-------- Исходные записи

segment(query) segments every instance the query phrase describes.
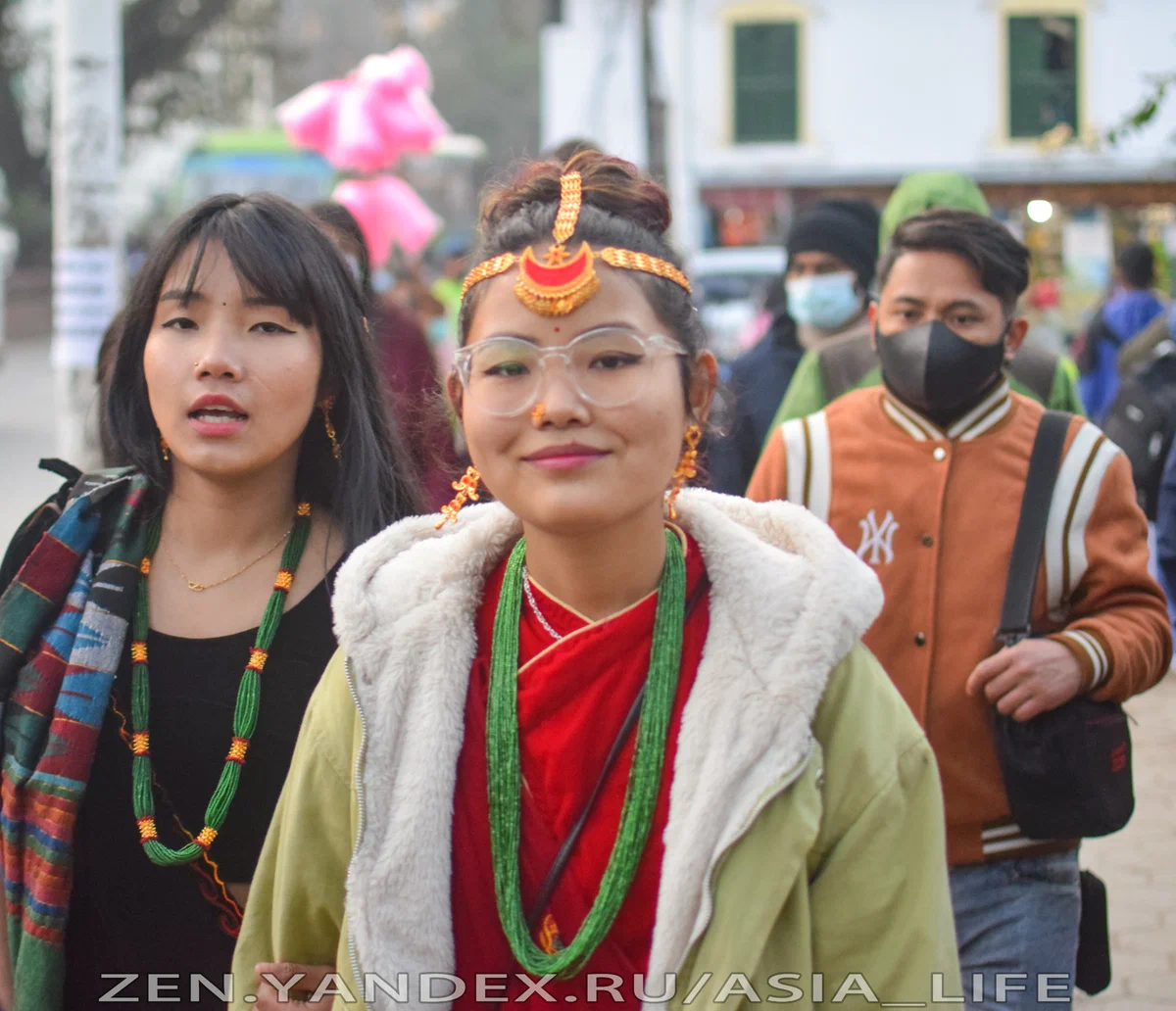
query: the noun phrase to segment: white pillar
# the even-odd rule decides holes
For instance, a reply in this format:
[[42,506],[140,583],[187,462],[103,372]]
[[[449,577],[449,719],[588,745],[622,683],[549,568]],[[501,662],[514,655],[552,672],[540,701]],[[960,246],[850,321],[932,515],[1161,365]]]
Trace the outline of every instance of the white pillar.
[[55,0],[53,351],[58,454],[100,460],[98,348],[122,299],[122,5]]

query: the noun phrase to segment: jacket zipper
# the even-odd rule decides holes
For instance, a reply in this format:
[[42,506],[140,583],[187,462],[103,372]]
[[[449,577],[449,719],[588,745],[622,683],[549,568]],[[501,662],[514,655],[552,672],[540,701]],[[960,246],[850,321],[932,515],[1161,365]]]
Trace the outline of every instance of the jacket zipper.
[[[343,670],[347,674],[347,688],[350,689],[355,711],[360,715],[360,746],[355,754],[355,806],[359,809],[359,825],[355,831],[355,846],[352,849],[352,864],[354,864],[355,857],[359,856],[360,843],[363,841],[363,823],[366,821],[363,804],[363,758],[367,751],[367,717],[363,715],[363,707],[360,705],[360,696],[355,690],[355,679],[352,676],[352,658],[349,656],[343,660]],[[350,877],[350,868],[348,868],[347,873]],[[356,997],[365,1011],[368,1011],[368,1003],[363,996],[363,976],[360,972],[360,956],[355,945],[355,930],[352,926],[350,917],[347,918],[347,953],[350,956],[352,962],[352,978],[355,985],[360,987]]]
[[[703,920],[703,923],[700,924],[699,928],[690,936],[690,943],[687,944],[687,946],[686,946],[686,956],[683,956],[683,958],[687,957],[687,956],[689,956],[689,953],[694,950],[694,945],[697,944],[699,938],[702,937],[702,935],[704,935],[707,932],[707,929],[710,926],[710,920],[711,920],[711,918],[715,915],[715,903],[714,903],[714,896],[713,896],[713,885],[714,885],[715,871],[719,870],[719,865],[723,862],[723,859],[726,858],[727,853],[729,853],[735,848],[735,844],[740,839],[742,839],[743,836],[746,836],[748,833],[748,831],[751,829],[751,825],[755,824],[755,819],[760,817],[760,812],[763,811],[763,809],[767,808],[768,804],[770,804],[773,801],[775,801],[776,797],[779,797],[781,794],[783,794],[784,790],[787,790],[789,786],[791,786],[793,783],[795,783],[797,779],[800,779],[801,775],[808,768],[808,764],[809,764],[809,762],[813,758],[813,751],[814,750],[815,750],[815,745],[810,741],[809,742],[809,746],[808,746],[808,751],[804,752],[804,757],[800,762],[796,763],[796,766],[793,769],[791,772],[787,774],[783,778],[777,779],[776,783],[773,784],[771,789],[768,790],[768,792],[764,794],[755,803],[755,805],[748,812],[747,819],[743,822],[742,828],[740,828],[739,833],[735,836],[734,839],[730,841],[730,843],[727,844],[727,846],[723,848],[723,851],[715,858],[715,862],[707,870],[707,881],[706,881],[706,884],[703,885],[702,896],[703,896],[703,899],[704,899],[704,902],[707,904],[707,908],[710,910],[710,912],[708,913],[706,920]],[[682,966],[679,965],[677,970],[681,970],[681,968]],[[677,971],[677,970],[675,970],[675,971]]]

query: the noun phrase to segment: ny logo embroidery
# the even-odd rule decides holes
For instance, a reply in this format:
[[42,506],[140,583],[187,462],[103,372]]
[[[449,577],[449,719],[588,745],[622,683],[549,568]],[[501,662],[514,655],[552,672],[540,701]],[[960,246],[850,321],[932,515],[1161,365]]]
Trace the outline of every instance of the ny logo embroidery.
[[878,517],[870,509],[864,520],[857,521],[857,525],[862,528],[862,543],[857,548],[857,557],[871,565],[881,562],[890,564],[894,561],[894,534],[898,529],[898,524],[894,522],[894,513],[887,509],[886,517],[878,524]]

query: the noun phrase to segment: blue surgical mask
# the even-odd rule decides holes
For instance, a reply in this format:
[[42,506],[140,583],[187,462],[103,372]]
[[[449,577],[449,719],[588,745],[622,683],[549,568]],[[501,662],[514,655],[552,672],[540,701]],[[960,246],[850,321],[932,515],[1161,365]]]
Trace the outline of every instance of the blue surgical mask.
[[846,270],[790,277],[784,287],[788,289],[788,315],[804,326],[836,330],[862,310],[857,279]]

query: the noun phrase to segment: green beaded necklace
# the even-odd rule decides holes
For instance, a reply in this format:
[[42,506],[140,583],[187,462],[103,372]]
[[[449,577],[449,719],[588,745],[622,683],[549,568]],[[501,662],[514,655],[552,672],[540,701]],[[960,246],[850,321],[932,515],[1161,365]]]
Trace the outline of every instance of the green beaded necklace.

----------------

__Цель задания__
Перепишите записи со строки, содержащей «query: the noun phrase to segment: green», и до самого конца записей, заменив «necklace» на «bracelet». Всё остальное оставьте без изменений.

__Полный ответ__
query: the noun phrase to segment: green beaded bracelet
# the even-odd rule decides holes
For instance, a reply in this format:
[[42,506],[140,583],[187,462],[103,372]]
[[[449,577],[449,719],[588,745],[622,683],[549,568]],[[501,662],[514,655],[552,672],[540,701]],[[960,246],[850,321],[932,515],[1161,365]]]
Trace the outline of every instance of the green beaded bracelet.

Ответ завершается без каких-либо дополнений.